What the exercise asks → Rewrite the lines from the one containing "the clock minute" through the final line, both included, keeping the requests unchanged. Scale every x and y coordinate in the answers by 0.35 and round to whole numbers, with halves rounded up.

Dataset records →
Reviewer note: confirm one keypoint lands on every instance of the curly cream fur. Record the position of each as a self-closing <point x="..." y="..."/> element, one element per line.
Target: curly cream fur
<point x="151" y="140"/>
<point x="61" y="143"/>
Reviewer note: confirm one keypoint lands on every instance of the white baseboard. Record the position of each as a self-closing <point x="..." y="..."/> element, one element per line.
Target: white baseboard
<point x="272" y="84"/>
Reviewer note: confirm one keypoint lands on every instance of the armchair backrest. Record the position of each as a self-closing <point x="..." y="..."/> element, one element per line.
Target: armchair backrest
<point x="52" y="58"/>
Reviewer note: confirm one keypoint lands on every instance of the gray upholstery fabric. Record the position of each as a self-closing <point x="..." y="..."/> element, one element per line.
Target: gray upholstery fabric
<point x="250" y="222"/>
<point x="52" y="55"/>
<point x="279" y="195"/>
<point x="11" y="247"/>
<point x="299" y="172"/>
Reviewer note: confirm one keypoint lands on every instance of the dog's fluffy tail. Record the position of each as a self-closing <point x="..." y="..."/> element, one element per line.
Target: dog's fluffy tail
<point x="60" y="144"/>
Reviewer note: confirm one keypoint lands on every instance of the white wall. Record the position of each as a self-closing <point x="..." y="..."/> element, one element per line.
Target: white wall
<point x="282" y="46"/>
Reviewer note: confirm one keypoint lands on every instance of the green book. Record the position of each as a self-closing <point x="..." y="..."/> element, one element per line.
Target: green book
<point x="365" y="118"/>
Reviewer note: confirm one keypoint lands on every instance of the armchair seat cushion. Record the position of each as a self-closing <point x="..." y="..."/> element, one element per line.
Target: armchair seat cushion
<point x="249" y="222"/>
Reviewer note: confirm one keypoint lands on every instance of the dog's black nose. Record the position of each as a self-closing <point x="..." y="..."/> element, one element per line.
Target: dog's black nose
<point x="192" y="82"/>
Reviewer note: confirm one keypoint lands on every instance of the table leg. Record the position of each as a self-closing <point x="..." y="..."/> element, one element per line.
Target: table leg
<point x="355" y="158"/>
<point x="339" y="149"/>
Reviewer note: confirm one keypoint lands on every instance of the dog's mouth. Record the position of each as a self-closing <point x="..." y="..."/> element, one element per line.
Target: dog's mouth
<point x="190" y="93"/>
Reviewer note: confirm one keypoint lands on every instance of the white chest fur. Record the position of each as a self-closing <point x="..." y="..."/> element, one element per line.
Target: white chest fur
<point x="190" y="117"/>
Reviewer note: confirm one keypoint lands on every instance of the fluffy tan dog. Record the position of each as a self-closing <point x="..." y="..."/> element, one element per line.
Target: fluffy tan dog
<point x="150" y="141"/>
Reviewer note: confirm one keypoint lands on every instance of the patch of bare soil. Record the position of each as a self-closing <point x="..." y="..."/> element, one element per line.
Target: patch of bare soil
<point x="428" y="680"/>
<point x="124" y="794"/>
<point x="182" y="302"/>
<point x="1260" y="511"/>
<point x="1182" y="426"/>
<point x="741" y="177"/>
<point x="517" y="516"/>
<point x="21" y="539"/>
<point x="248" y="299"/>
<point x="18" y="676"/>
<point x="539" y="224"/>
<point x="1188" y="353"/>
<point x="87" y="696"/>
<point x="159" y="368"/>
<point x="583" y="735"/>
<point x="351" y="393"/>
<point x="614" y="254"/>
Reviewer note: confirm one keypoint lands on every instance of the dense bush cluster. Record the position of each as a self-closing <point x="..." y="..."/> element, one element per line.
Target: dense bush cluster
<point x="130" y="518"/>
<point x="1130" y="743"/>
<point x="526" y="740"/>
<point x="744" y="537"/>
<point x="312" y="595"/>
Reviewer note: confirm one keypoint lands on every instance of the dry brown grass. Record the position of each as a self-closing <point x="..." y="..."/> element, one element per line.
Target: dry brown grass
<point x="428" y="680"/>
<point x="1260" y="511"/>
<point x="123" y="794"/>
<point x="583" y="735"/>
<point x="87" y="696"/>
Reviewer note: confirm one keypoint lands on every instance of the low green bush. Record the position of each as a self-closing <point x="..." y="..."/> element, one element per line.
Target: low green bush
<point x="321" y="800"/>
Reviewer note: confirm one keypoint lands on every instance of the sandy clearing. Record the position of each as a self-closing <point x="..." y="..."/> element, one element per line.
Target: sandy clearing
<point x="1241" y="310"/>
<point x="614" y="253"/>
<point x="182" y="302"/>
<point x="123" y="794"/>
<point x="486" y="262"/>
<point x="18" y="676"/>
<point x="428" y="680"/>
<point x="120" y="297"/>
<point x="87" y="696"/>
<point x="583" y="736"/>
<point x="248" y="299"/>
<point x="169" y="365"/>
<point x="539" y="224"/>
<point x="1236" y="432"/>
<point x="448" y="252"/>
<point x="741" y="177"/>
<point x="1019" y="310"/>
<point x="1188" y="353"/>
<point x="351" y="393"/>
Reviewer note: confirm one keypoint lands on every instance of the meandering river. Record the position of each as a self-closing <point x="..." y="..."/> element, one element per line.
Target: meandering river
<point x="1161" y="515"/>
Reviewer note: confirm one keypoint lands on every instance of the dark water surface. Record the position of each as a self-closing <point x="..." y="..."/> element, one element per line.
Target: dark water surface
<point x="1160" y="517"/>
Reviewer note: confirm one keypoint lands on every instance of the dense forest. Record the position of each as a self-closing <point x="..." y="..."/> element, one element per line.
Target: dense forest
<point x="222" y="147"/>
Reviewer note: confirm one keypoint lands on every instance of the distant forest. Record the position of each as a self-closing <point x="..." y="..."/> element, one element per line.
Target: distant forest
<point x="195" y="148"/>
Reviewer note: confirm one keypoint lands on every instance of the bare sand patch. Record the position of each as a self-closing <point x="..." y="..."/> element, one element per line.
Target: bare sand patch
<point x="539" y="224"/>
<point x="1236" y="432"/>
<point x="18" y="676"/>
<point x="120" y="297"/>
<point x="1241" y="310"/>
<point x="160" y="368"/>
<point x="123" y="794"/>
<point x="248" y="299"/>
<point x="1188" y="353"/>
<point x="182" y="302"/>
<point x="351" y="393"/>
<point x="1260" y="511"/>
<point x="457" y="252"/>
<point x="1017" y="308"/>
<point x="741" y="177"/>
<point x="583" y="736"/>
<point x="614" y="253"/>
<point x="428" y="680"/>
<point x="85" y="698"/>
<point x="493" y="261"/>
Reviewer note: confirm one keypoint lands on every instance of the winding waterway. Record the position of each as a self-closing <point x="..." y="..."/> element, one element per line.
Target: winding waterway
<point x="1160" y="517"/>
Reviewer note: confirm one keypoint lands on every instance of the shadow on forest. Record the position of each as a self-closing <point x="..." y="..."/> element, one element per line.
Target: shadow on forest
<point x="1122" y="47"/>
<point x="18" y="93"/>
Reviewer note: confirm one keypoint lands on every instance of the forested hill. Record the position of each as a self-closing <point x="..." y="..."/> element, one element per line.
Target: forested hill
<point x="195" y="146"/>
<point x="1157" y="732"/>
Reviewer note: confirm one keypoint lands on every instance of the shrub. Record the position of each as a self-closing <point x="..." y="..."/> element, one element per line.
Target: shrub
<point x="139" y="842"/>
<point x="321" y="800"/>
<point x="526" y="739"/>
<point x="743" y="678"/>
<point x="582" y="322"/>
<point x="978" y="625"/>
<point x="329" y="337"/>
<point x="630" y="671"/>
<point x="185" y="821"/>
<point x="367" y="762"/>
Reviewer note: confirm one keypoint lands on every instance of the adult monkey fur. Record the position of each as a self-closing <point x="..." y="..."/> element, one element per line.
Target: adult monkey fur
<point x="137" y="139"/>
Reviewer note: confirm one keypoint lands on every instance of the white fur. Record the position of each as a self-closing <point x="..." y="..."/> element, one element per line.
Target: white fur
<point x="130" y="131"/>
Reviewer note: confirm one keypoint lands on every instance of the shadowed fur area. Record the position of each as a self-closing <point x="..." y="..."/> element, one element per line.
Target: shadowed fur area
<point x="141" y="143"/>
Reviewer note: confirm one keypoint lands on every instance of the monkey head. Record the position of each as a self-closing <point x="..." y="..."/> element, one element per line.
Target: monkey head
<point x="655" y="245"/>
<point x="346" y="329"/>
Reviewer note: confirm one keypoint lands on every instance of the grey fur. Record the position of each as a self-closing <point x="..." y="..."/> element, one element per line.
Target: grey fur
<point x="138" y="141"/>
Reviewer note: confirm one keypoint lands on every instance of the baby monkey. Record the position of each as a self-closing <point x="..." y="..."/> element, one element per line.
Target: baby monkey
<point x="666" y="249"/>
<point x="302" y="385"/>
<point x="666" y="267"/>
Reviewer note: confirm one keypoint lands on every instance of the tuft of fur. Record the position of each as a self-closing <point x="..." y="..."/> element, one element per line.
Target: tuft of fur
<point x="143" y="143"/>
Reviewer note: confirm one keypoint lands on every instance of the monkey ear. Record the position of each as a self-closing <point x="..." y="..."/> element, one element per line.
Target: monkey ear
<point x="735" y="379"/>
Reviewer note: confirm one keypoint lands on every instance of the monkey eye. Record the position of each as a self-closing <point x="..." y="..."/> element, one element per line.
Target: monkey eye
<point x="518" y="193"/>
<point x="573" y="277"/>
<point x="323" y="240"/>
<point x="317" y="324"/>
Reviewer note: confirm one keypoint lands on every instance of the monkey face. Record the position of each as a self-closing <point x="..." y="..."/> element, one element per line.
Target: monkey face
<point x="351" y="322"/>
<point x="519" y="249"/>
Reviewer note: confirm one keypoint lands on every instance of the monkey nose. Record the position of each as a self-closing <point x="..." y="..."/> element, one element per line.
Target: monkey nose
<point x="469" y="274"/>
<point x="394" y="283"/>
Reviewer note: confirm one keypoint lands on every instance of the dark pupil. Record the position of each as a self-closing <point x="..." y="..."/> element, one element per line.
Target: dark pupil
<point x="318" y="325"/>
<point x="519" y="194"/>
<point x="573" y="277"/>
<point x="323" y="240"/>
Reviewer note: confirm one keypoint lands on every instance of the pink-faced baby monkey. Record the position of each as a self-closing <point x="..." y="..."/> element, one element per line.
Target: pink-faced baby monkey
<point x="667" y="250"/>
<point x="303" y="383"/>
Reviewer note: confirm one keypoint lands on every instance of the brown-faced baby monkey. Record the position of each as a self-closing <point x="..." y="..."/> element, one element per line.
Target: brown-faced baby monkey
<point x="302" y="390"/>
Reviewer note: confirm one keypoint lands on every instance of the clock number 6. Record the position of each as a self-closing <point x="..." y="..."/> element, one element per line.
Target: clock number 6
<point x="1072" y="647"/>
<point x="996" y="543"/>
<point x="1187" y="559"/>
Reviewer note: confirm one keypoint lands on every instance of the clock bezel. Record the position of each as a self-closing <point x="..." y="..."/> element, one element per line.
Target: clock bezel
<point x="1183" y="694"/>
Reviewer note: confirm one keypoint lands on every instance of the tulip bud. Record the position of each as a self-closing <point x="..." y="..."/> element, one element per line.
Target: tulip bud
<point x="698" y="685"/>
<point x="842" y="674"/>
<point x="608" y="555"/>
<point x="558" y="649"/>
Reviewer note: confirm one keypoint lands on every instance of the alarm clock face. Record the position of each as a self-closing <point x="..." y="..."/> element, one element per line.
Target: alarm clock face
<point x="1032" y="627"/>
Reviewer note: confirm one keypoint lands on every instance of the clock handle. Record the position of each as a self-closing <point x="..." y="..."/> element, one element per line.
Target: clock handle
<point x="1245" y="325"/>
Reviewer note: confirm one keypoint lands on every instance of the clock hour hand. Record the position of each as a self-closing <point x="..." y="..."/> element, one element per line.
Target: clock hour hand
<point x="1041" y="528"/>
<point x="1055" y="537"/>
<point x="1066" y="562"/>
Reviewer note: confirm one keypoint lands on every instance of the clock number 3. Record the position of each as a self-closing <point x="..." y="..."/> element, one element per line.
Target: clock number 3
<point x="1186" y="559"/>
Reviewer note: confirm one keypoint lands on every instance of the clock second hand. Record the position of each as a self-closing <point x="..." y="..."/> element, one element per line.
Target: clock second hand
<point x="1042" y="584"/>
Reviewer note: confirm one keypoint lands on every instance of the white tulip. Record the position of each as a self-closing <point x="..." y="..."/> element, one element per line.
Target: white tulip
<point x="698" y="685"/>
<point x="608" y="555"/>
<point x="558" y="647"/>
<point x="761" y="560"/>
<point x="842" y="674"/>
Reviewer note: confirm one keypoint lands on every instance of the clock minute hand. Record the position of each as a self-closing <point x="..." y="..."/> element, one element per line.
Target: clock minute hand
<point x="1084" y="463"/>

Output →
Reviewer note: confirm one keypoint lands on every instance of the clock minute hand. Record the position of each as a self-closing <point x="..." y="..."/> element, one element per line.
Target: clock minute hand
<point x="379" y="162"/>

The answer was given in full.